■ EXERCISE INSTRUCTIONS:
Update the entries below so that every "fattest part" becomes "widest part" and nothing else changes. Leave the pictures out of your answer.

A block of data
++++
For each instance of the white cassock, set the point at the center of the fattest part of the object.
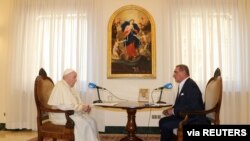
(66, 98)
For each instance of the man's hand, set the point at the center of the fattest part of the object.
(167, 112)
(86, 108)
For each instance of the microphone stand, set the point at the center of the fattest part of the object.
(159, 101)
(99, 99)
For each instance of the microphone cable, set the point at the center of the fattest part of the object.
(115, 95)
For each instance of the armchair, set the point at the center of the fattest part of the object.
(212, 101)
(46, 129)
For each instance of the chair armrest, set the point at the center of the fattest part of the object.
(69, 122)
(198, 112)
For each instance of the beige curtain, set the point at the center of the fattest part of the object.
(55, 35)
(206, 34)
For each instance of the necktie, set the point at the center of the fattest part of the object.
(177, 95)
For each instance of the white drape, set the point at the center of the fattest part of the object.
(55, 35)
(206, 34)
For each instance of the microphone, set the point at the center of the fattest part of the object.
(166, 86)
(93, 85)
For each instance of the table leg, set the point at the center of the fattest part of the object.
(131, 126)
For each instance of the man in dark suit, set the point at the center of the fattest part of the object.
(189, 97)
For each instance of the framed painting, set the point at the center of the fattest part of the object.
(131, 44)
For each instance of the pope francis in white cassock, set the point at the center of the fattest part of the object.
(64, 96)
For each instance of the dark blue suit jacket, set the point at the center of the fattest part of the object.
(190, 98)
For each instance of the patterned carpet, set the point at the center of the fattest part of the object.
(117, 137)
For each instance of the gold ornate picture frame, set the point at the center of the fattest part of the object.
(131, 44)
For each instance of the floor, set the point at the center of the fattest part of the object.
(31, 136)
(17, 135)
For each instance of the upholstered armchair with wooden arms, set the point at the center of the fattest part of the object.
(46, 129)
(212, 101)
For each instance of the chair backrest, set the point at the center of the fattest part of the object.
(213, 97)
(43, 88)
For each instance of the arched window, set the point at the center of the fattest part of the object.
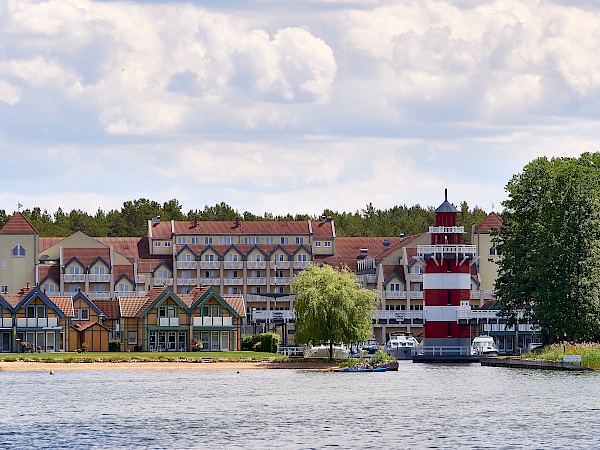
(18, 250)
++++
■ RESULT FOR THIS TASK:
For each instance of the white cassock, set the point at the center of the widest part of the object.
(66, 98)
For each instance of the man's hand, set the point at the center of the widest part of the object.
(167, 112)
(86, 108)
For each instance of the microphone stand, set the point at the center of the widest part of the object.
(159, 101)
(99, 99)
For each instance of the microphone cable, set the point at the center of the widest part of the object.
(115, 95)
For each instance of the armchair, set the point at the center of the widest part of the object.
(212, 101)
(46, 129)
For each instance of the chair armrest, set the point at the center of the widest part of the object.
(69, 122)
(198, 112)
For each instance of the beige curtain, set the point at the center of the widest part of the object.
(55, 35)
(206, 34)
For each instance of the necktie, set the point at the center of the widest part of the object.
(177, 95)
For each instance of the white drape, set the point at the center of the widest part of the object.
(55, 35)
(206, 34)
For each instance of the microphone, set the point at the center of the widest part of the object.
(166, 86)
(93, 85)
For each instance of the table leg, set the point at the center of the widest part of the object.
(131, 126)
For each instance of the man in dark suit, set the point at the center of the widest part of the object.
(189, 97)
For each instance of the framed painting, set the point at the center of the widest part of the object.
(131, 44)
For each instance of the pope francis in white cassock, set the point at the center of the widest part of the object.
(64, 96)
For each instance of the dark blue suit jacket, set the point at the center of the widest part of the object.
(190, 98)
For each instance of the patterned carpet, set the point at the center of the widest part of the object.
(117, 137)
For each instance of the gold ornate picture frame, set the point at the center of the widest part of the object.
(131, 44)
For each instance of the floor, set the point at the center of the widest part of the object.
(31, 136)
(17, 135)
For each instance of the upholstered armchair with wooden arms, set the point at the center of the widest part of the object.
(46, 129)
(212, 101)
For each instance of the chair backrest, set the point at the center of the widest part of the object.
(213, 97)
(43, 88)
For each instance of the arched window, set the point at the center of the widest part of the object.
(18, 250)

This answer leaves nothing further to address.